(Data records Opens)

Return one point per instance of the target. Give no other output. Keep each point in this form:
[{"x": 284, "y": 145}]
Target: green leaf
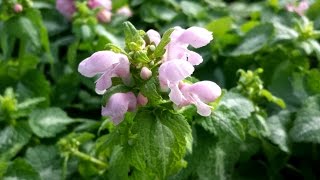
[
  {"x": 306, "y": 127},
  {"x": 46, "y": 160},
  {"x": 35, "y": 16},
  {"x": 163, "y": 12},
  {"x": 257, "y": 126},
  {"x": 254, "y": 40},
  {"x": 34, "y": 84},
  {"x": 13, "y": 139},
  {"x": 160, "y": 144},
  {"x": 220, "y": 26},
  {"x": 191, "y": 8},
  {"x": 141, "y": 57},
  {"x": 160, "y": 49},
  {"x": 312, "y": 81},
  {"x": 226, "y": 118},
  {"x": 20, "y": 169},
  {"x": 212, "y": 158},
  {"x": 48, "y": 122},
  {"x": 119, "y": 165},
  {"x": 279, "y": 126},
  {"x": 150, "y": 90},
  {"x": 114, "y": 89},
  {"x": 3, "y": 167},
  {"x": 283, "y": 32}
]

(Data records Closes)

What you will do
Return the records exactly as they stand, and drop every picture.

Output for this exercise
Return one point per instance of the target. Give no other output. Keep each point in this form:
[{"x": 284, "y": 145}]
Target: green leaf
[
  {"x": 306, "y": 127},
  {"x": 46, "y": 160},
  {"x": 35, "y": 16},
  {"x": 163, "y": 12},
  {"x": 257, "y": 126},
  {"x": 254, "y": 40},
  {"x": 34, "y": 84},
  {"x": 13, "y": 139},
  {"x": 160, "y": 144},
  {"x": 220, "y": 26},
  {"x": 191, "y": 8},
  {"x": 141, "y": 57},
  {"x": 160, "y": 49},
  {"x": 312, "y": 81},
  {"x": 226, "y": 118},
  {"x": 20, "y": 169},
  {"x": 212, "y": 158},
  {"x": 48, "y": 122},
  {"x": 119, "y": 165},
  {"x": 279, "y": 126},
  {"x": 150, "y": 90},
  {"x": 114, "y": 89},
  {"x": 3, "y": 167},
  {"x": 283, "y": 32}
]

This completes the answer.